**Your goal:** Copy out the lines below with "sponsor decal" swapped for "team logo" and everything else unchanged, omitting the pictures.

**Dataset items:**
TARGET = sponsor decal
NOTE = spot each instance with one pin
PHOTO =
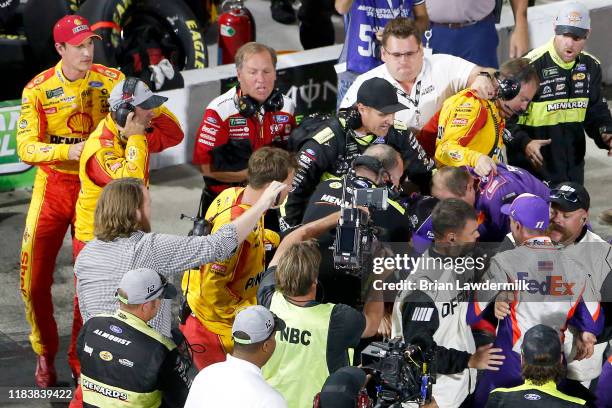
(88, 349)
(106, 355)
(218, 269)
(455, 155)
(54, 93)
(566, 105)
(126, 362)
(80, 123)
(550, 72)
(107, 392)
(112, 337)
(116, 329)
(227, 31)
(281, 118)
(237, 122)
(132, 153)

**Reply to the task:**
TARGET = team logo
NOTE = spot each instance with one pin
PHOTO =
(88, 349)
(106, 355)
(218, 269)
(455, 155)
(54, 93)
(566, 105)
(126, 362)
(80, 123)
(550, 72)
(107, 392)
(112, 337)
(116, 329)
(227, 31)
(281, 118)
(237, 122)
(132, 153)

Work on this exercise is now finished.